+++ Record list

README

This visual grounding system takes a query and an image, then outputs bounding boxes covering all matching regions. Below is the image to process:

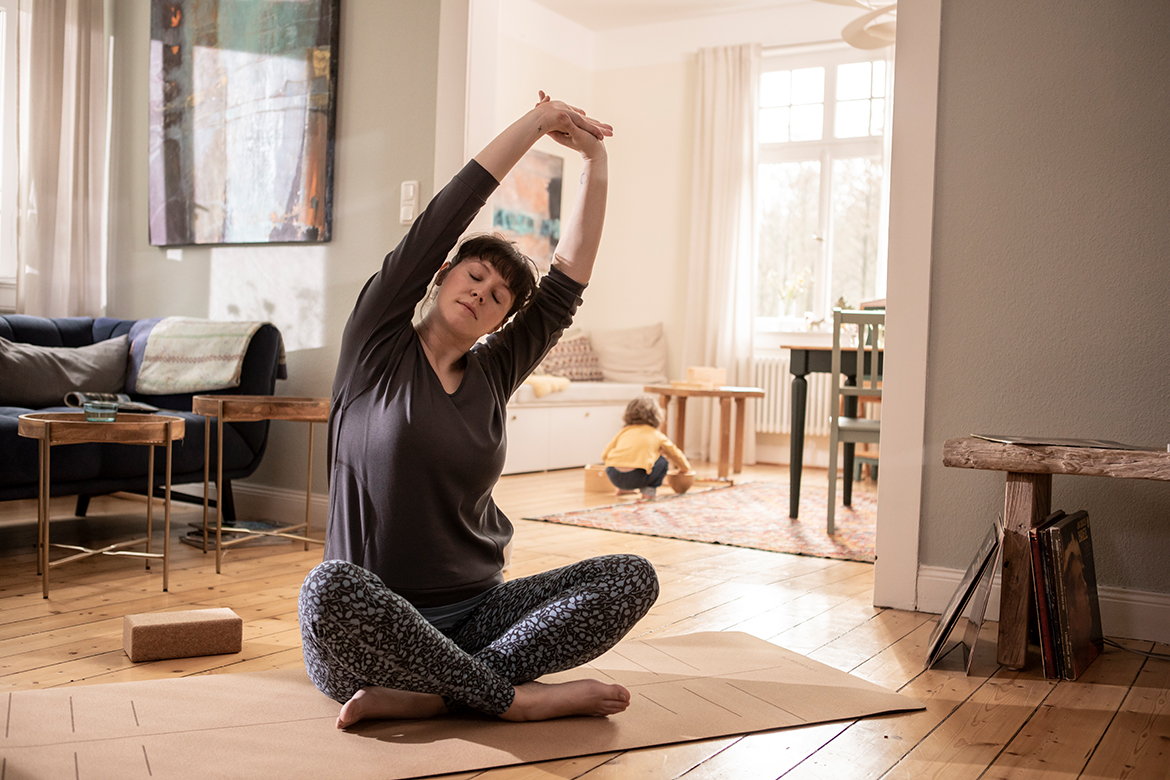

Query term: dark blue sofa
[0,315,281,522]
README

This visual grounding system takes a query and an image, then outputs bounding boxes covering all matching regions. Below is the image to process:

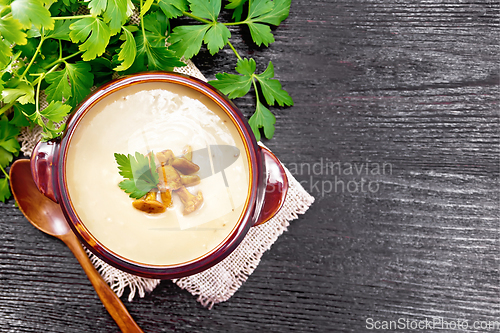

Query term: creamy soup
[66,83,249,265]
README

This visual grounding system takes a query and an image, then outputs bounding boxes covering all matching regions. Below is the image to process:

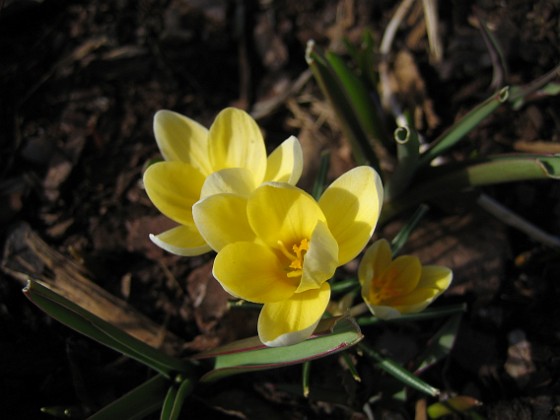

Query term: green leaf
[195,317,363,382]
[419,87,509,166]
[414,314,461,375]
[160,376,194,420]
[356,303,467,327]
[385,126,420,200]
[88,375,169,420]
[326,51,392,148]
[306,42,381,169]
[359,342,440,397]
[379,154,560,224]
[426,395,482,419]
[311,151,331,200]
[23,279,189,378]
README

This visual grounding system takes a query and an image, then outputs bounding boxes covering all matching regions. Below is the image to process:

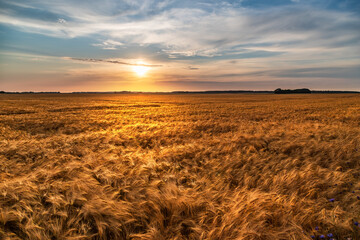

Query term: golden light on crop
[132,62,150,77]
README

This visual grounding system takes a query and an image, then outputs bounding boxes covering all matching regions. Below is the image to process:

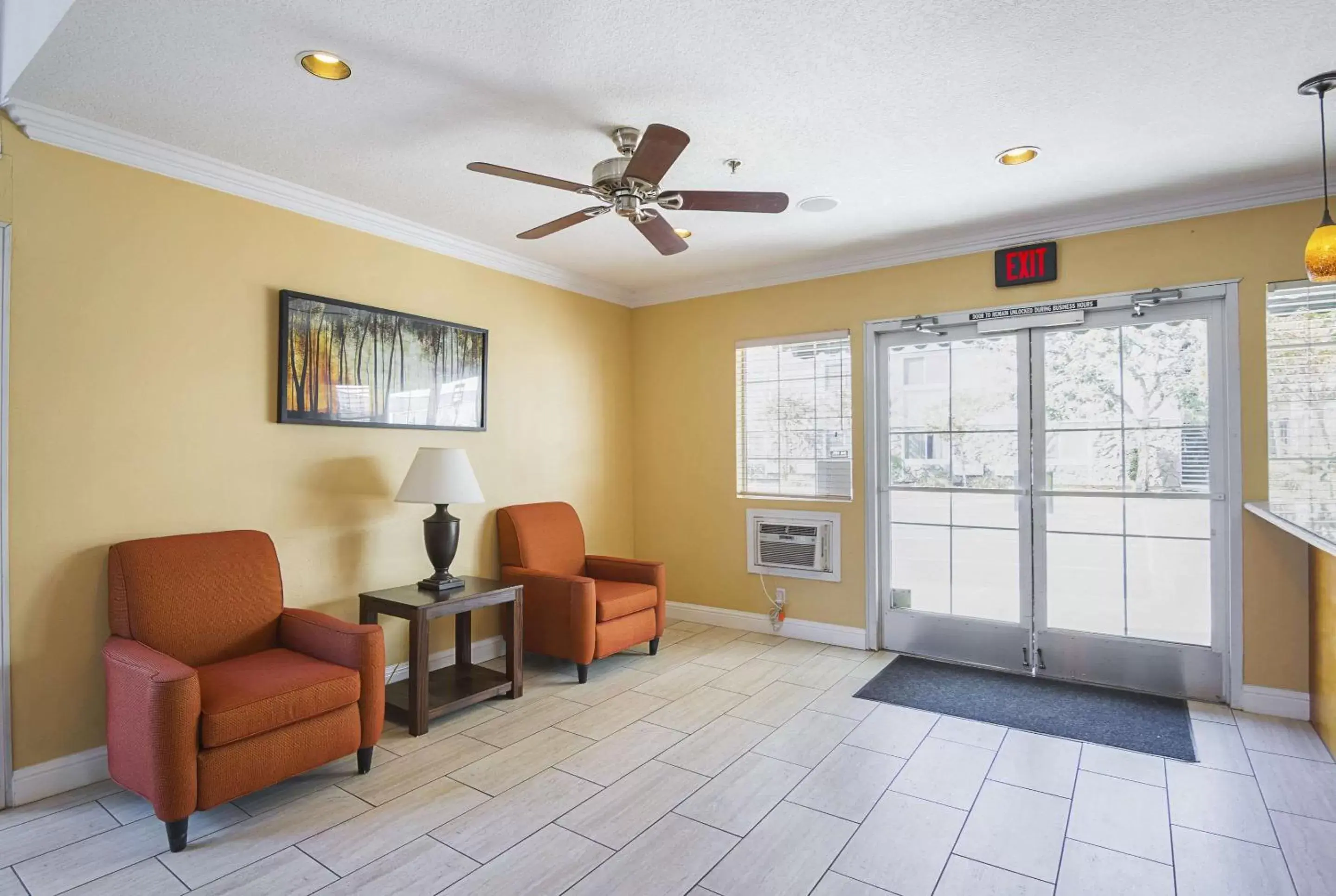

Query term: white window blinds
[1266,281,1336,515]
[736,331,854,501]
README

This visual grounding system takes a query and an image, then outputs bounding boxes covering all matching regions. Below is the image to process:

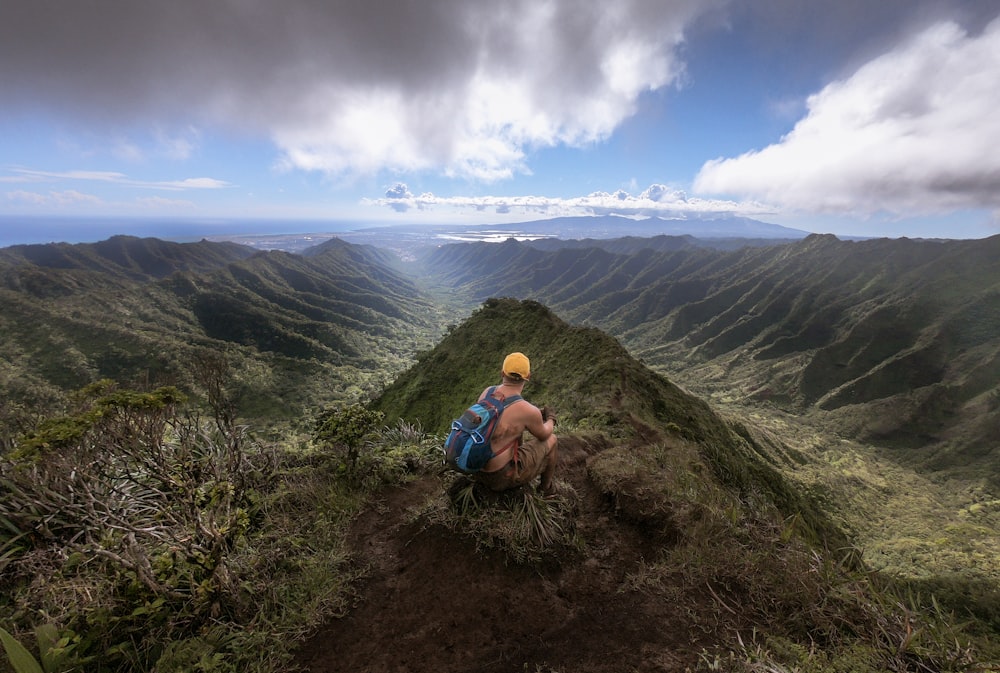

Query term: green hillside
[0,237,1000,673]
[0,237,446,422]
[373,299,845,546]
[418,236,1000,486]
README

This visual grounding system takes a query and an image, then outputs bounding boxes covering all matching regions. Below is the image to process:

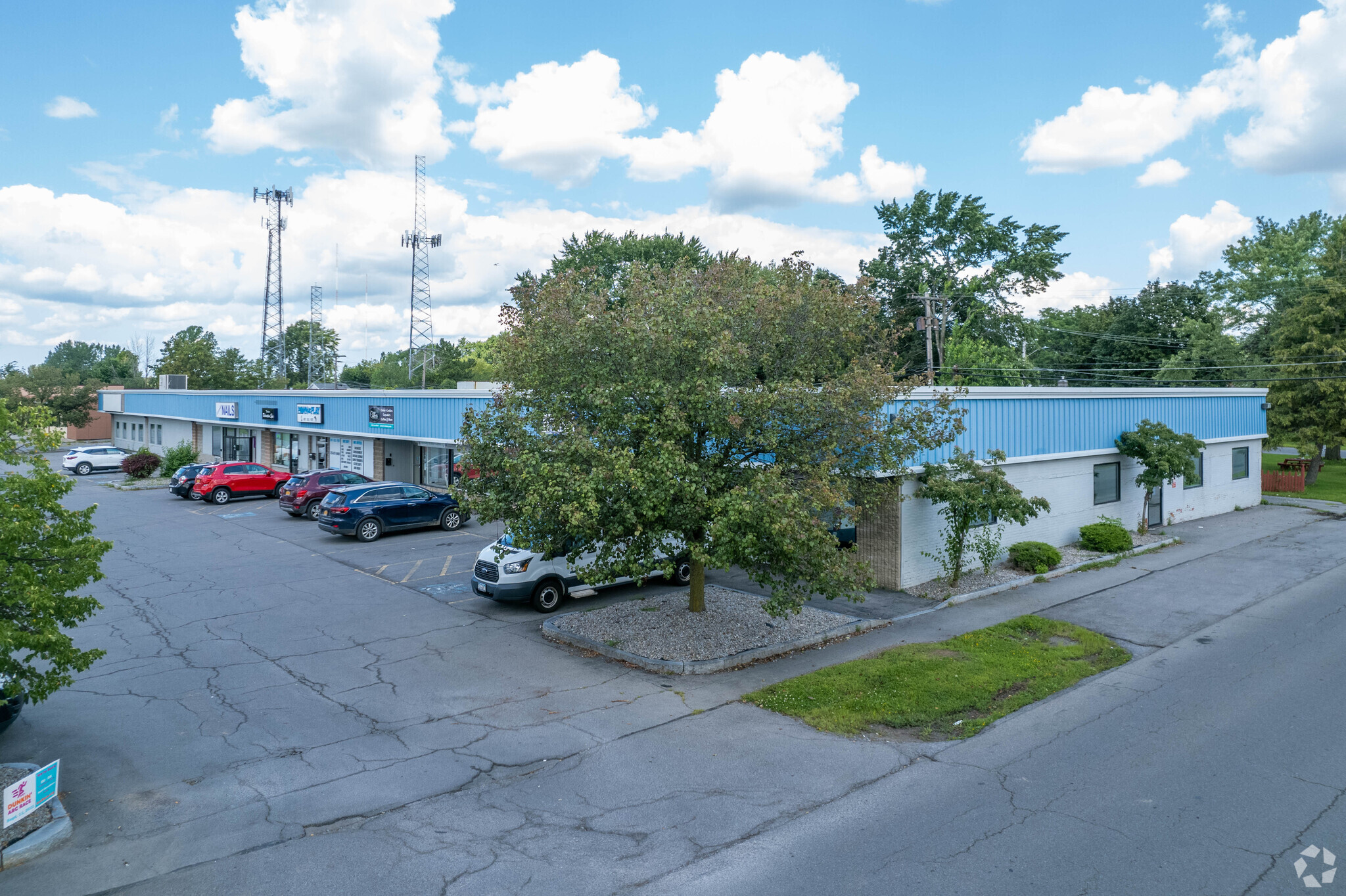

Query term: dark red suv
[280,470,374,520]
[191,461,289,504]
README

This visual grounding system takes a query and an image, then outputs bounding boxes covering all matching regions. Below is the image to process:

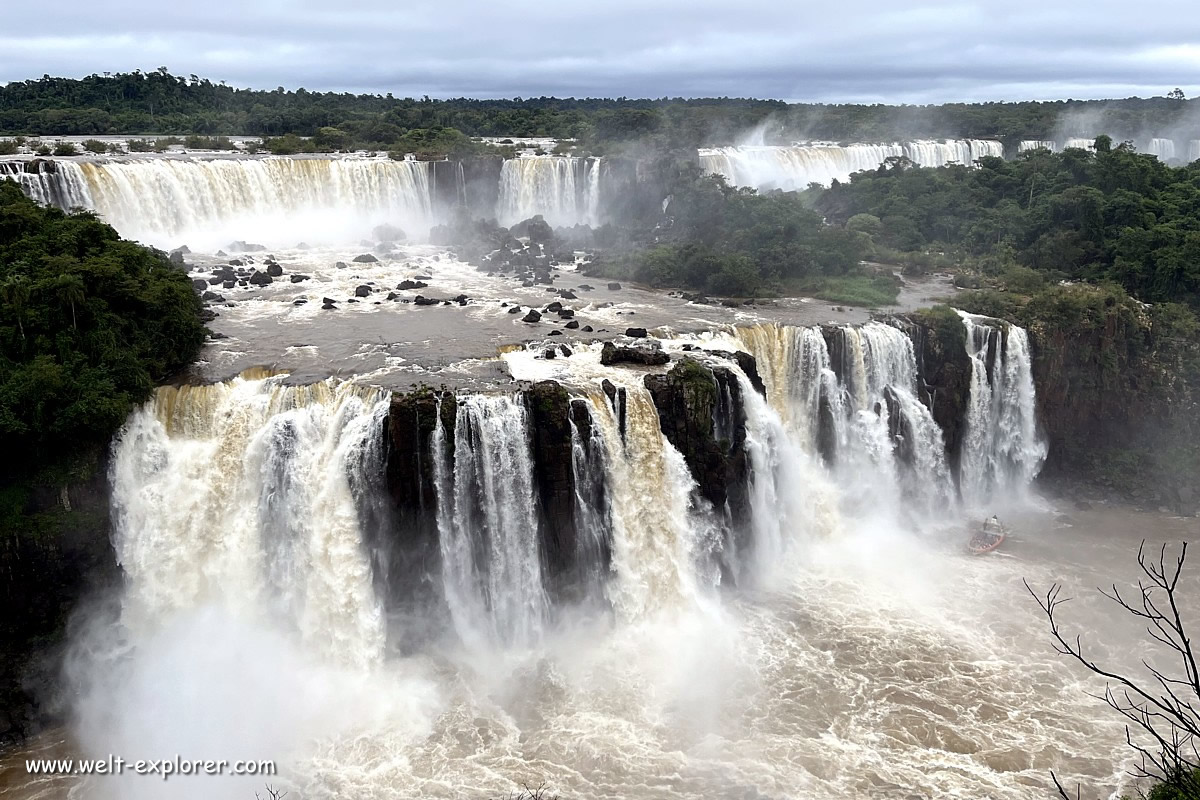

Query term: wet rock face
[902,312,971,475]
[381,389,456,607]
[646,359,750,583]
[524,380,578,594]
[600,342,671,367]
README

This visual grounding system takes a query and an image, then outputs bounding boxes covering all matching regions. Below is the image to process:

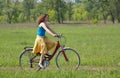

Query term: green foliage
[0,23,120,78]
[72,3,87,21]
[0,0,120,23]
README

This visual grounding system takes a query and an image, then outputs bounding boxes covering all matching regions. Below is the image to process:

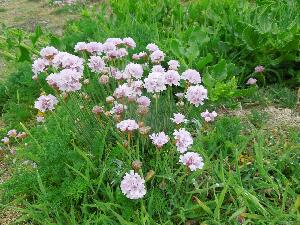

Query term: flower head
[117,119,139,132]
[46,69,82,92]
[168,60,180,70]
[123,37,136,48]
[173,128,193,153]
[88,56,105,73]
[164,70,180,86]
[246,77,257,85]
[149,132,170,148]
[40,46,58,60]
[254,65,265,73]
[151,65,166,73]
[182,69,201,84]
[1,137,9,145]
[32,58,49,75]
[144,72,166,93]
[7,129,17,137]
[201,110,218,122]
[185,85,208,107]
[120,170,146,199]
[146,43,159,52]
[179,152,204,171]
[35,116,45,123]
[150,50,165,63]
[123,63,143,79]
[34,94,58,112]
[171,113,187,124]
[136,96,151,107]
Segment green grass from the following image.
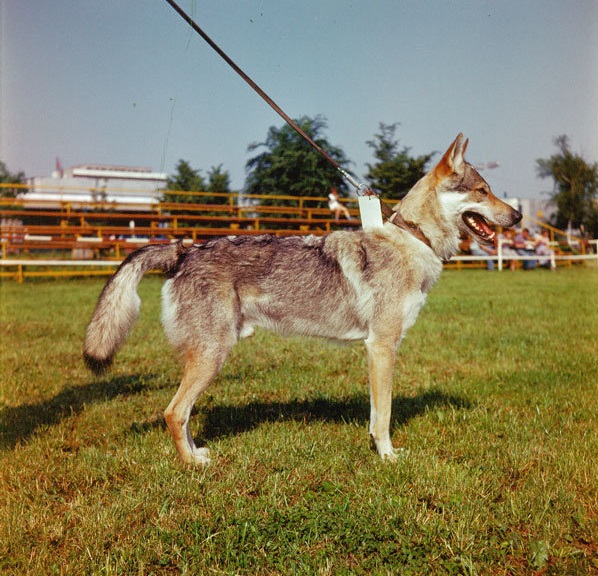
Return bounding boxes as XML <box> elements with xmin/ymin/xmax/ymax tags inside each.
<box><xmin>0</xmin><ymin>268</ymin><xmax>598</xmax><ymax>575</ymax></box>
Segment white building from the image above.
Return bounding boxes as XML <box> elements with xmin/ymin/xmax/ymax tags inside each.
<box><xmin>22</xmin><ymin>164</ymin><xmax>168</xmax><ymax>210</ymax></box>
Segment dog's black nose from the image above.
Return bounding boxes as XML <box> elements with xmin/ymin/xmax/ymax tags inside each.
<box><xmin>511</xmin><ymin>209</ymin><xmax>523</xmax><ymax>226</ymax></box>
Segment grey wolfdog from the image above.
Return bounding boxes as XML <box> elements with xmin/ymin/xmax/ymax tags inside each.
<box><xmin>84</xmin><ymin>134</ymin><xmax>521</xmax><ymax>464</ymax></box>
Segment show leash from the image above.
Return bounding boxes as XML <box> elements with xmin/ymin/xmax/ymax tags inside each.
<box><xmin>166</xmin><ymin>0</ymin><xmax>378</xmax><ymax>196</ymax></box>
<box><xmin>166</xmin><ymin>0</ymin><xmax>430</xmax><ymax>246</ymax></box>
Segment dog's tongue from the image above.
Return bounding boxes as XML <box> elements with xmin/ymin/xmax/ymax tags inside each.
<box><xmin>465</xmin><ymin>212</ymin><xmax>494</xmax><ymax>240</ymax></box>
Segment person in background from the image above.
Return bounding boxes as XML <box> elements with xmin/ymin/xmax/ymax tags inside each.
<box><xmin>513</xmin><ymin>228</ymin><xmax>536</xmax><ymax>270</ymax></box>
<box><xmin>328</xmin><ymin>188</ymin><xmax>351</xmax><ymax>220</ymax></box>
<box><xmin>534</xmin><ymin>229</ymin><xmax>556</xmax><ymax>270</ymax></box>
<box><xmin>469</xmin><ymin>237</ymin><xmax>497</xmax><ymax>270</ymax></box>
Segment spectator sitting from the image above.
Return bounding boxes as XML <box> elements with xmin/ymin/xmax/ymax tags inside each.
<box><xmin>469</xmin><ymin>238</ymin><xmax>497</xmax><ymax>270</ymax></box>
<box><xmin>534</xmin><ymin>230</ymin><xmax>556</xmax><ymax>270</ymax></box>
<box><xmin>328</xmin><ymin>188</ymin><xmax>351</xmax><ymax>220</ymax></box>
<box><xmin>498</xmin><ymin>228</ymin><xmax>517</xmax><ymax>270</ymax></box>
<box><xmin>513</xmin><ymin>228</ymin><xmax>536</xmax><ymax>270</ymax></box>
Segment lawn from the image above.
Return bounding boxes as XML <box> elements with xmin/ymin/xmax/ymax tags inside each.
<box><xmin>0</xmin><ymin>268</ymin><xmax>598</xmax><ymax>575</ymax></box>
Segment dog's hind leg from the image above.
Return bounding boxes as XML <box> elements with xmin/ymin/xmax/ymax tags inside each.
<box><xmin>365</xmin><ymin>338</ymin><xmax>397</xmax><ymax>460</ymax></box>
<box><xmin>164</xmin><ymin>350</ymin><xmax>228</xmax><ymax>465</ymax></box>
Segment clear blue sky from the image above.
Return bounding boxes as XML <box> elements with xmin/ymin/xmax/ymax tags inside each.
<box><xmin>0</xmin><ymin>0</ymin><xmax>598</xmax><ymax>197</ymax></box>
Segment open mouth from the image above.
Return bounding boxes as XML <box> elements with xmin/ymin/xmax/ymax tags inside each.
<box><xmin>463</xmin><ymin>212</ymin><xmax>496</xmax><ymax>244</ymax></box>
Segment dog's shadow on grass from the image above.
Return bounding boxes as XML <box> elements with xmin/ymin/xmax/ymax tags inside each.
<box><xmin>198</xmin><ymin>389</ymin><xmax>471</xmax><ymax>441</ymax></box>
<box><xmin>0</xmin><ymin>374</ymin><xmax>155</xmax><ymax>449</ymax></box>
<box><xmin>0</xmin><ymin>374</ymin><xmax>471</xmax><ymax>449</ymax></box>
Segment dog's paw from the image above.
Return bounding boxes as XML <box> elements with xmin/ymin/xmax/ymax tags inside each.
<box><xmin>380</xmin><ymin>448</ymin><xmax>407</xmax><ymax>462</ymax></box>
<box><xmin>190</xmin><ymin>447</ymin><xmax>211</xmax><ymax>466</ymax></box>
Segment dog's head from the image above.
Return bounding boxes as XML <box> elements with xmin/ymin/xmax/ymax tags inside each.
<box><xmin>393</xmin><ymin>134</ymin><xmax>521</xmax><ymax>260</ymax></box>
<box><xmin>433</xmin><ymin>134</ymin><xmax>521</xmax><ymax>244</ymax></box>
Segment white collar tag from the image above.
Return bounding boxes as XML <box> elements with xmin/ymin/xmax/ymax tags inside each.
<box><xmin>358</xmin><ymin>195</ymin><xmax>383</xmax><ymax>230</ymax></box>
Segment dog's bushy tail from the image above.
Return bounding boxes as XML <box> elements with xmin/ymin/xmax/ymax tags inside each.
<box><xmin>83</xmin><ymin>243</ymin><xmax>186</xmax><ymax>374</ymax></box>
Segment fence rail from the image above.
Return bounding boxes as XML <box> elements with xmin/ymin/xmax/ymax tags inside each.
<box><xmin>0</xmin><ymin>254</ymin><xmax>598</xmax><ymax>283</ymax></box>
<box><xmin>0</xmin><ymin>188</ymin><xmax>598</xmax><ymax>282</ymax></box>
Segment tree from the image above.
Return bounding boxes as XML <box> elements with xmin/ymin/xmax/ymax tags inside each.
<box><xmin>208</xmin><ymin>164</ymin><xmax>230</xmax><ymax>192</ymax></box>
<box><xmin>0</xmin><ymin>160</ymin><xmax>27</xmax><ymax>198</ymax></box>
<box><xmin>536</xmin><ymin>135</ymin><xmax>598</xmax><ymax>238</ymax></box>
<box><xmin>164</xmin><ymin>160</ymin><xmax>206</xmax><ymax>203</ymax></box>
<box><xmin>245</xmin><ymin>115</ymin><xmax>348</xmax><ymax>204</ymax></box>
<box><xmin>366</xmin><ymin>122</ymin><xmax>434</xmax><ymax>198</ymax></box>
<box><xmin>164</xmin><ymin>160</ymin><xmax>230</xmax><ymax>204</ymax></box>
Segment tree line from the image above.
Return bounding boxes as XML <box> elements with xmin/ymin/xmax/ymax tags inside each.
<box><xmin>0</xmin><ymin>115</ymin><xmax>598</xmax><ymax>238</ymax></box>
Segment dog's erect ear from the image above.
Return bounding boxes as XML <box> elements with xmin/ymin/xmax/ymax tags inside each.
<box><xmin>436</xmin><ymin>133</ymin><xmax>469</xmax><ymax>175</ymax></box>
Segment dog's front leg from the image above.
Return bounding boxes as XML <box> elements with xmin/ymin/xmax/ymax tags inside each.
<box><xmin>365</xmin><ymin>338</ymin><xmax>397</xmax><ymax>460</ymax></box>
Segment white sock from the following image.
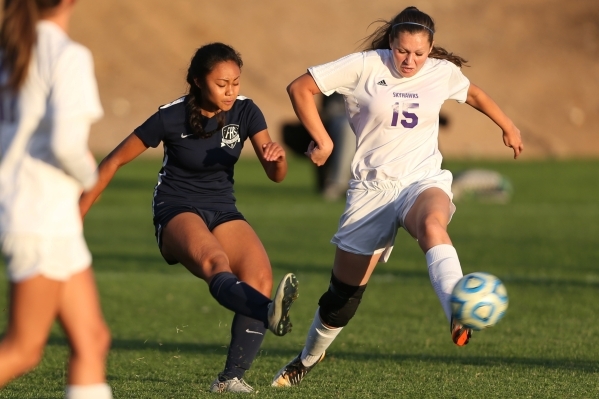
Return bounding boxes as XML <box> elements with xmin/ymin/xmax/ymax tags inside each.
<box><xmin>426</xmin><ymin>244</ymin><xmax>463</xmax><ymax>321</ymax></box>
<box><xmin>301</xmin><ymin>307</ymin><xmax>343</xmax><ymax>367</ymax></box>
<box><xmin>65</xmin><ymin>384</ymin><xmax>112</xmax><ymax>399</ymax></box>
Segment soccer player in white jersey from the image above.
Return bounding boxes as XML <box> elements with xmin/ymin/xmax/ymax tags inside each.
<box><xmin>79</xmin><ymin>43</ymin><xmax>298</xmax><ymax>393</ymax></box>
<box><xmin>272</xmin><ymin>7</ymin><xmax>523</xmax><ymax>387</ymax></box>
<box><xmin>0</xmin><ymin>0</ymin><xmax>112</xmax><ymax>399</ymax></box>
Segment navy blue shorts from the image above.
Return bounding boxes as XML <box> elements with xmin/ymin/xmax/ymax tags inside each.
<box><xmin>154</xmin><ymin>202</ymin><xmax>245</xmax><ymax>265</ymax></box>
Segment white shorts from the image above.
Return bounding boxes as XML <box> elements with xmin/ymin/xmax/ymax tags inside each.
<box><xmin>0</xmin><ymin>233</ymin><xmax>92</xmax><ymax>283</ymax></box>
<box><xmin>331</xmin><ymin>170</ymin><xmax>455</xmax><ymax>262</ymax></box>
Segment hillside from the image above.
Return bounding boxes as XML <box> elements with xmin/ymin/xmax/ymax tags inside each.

++++++

# Request:
Arrange the lines from the start of the records through the line containing "[132,62,150,77]" as a numbered list, skipping blank lines and leaving the pictures out.

# Completed task:
1. README
2. This visual grounding system takes a query and an image, then outputs bounding boxes covering all matching regions. Below is the image to process:
3. Query term: dark blue sofa
4. [0,315,281,522]
5. README
6. This visual grounding system takes a query and an image, then outputs bounding boxes covering all matching regions. Below is the image to process:
7. Query term: creamy soup
8. [66,83,249,265]
9. README
10. This visual grounding system takes a query and an image, then outputs bounding boxes covering all matching regions. Below is the image to process:
11. Query term: green leaf
12. [195,317,363,382]
13. [419,87,509,166]
14. [414,314,461,375]
15. [160,376,194,420]
16. [356,303,467,327]
17. [385,126,420,200]
18. [88,375,169,420]
19. [326,51,392,148]
20. [306,42,381,169]
21. [359,342,440,397]
22. [379,154,560,224]
23. [426,395,482,419]
24. [311,151,331,200]
25. [23,279,189,378]
26. README
27. This visual grounding system takes a query and an image, then outputs bounding boxes covering all matching regions. Below is the image to process:
28. Query term: golden light on crop
29. [132,62,150,77]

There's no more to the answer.